___ Data records ___

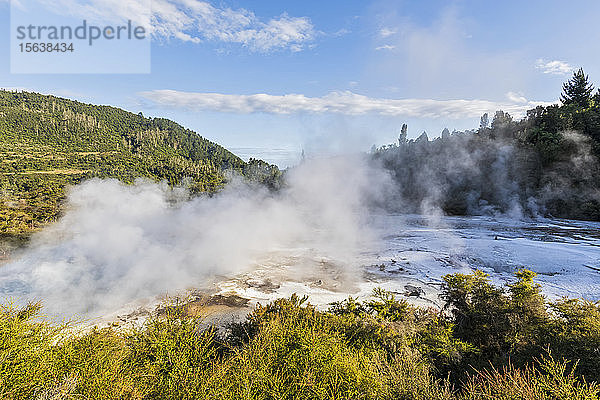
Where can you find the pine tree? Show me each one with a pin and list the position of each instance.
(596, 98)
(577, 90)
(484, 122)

___
___ Data records ___

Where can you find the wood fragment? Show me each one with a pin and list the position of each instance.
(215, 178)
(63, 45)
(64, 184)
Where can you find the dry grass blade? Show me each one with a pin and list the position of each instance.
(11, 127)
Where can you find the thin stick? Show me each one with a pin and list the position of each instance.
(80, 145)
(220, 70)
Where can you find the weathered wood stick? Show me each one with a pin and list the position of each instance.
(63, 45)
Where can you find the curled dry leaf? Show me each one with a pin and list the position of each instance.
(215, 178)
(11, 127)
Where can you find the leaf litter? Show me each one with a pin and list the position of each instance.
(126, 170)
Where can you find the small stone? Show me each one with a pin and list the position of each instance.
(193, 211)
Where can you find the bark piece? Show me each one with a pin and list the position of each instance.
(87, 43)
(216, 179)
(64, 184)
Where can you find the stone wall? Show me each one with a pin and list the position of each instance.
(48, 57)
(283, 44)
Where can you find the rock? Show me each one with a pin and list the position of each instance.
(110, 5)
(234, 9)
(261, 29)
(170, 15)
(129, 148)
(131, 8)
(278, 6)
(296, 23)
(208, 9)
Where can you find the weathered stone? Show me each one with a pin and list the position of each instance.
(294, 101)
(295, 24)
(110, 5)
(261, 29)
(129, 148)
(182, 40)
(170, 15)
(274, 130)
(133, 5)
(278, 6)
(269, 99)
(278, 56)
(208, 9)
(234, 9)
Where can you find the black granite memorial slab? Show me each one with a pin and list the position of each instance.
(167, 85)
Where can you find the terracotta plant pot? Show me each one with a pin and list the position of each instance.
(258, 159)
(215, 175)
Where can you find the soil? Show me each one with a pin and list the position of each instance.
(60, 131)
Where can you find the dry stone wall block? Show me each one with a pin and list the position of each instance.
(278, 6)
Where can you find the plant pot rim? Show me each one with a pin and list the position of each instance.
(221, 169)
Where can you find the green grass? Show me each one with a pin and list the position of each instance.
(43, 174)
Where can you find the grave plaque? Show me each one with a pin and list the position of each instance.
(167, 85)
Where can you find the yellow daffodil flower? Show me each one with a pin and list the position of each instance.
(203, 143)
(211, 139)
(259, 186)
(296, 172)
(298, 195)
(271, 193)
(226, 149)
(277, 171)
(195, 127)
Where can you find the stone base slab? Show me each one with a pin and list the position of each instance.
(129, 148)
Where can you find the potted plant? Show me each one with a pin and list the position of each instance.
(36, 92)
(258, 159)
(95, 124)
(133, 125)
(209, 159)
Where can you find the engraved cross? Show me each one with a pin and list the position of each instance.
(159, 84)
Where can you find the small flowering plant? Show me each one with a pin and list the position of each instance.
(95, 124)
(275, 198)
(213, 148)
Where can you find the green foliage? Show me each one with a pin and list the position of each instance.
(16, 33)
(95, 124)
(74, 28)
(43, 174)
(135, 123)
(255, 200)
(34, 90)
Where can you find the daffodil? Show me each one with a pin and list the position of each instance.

___
___ Data records ___

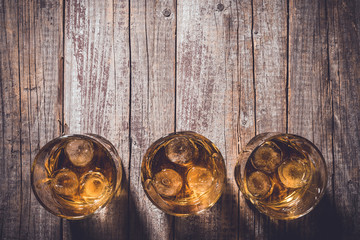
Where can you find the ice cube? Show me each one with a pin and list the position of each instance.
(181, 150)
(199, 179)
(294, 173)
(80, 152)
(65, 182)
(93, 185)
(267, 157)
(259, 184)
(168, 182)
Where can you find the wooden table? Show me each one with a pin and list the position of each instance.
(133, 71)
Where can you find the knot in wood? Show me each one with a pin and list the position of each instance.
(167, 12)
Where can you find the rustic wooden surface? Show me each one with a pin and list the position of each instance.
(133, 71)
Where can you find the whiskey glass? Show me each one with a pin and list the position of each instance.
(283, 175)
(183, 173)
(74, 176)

___

Task details
Look above for the line with "Where can you find the small flowering" and the line with "Where can you find the daffodil?". Retype those two lines and every line between them exactly, adding nothing.

Final answer
Where can you find the small flowering plant? Show me each one with a pin and list the position of each instance.
(95, 124)
(275, 198)
(213, 148)
Where can you find the green foliage? Show me each one with a pin and list the position of each instance.
(16, 33)
(95, 124)
(74, 28)
(43, 174)
(135, 123)
(255, 200)
(34, 90)
Where can you find the daffodil? Show me each one with a pin and list the position of each instance.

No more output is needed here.